**Task to carry out**: Copy every line from the line containing "the dark stone" through the end of the records, shifting each point coordinate up by 43 and leaving all other text unchanged.

**Recorded information**:

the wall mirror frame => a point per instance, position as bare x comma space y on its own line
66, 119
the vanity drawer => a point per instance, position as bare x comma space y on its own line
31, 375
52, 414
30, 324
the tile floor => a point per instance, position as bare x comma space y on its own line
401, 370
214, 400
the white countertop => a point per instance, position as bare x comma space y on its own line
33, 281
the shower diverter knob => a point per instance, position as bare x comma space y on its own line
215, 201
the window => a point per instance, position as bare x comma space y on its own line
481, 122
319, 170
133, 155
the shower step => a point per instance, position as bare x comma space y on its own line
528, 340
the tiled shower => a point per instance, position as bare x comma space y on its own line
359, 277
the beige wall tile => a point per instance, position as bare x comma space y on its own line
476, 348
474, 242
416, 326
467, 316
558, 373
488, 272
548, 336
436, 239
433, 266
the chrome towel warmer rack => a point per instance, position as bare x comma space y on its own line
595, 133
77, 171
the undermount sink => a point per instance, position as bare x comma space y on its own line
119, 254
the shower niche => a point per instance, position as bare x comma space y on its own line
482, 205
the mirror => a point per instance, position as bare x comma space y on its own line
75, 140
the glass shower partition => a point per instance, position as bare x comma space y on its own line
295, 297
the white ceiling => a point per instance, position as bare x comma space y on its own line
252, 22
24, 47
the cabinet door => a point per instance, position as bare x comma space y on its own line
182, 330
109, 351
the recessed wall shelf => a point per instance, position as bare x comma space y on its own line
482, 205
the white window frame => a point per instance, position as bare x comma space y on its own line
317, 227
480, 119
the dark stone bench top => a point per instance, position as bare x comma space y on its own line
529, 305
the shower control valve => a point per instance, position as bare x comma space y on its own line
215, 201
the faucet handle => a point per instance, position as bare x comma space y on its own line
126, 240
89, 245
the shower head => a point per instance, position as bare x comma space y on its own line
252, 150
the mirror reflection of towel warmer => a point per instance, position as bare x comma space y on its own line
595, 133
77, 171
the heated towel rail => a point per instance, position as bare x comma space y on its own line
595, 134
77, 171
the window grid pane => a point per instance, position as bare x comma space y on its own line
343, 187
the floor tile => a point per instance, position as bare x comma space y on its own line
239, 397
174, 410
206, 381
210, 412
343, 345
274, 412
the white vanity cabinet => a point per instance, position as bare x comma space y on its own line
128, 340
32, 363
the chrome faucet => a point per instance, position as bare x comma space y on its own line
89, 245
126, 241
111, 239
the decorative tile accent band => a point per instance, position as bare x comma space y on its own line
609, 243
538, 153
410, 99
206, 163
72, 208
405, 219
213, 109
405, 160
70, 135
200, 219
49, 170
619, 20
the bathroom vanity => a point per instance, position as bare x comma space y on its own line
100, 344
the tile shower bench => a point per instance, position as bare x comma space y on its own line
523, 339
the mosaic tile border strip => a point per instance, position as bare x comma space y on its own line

**Reply to the task**:
the dark stone bench top => a point per instance, position as bare x comma space y on its own line
572, 348
the shower control valve => a point per instance, position as bare x comma space y on its own line
258, 244
the faucet handle => a point per instance, position as bare x comma space y on its own line
169, 283
132, 288
the shower head => a point per instance, position as bare x comma space y on its own line
295, 193
the mirror reflection of towel warmer => a point per instance, position as bare x comma space y on its own line
638, 176
120, 214
the heated towel rail => a point per instance, position as bare x comma space y on its own line
638, 177
120, 214
the window grid pane => a point per instance, position as bare x comma space y on its own line
386, 230
the floor tile => a point per instance, position as bare x comma space y on its own line
282, 440
217, 453
249, 424
253, 455
386, 388
317, 455
the white vanity cabinet => a point per instance, position as bare x comma space y on its own line
171, 383
75, 406
the chrome faucet => a point per instance, position as bare x comma space y on its own line
132, 288
169, 284
154, 282
the decorative tile accent band => a point per instance, position as bare x comma space y on its own line
652, 286
581, 196
453, 142
249, 206
115, 251
448, 262
256, 152
448, 203
113, 178
243, 262
92, 213
662, 63
the bathroom vanity => a point per instance, position as bare x comma space y on its own line
143, 387
the tile shower bench => a point per instance, position as bare x comma space y on its own line
566, 382
the mosaic tile border strip => a point per instance, position as bare x comma space y on its own line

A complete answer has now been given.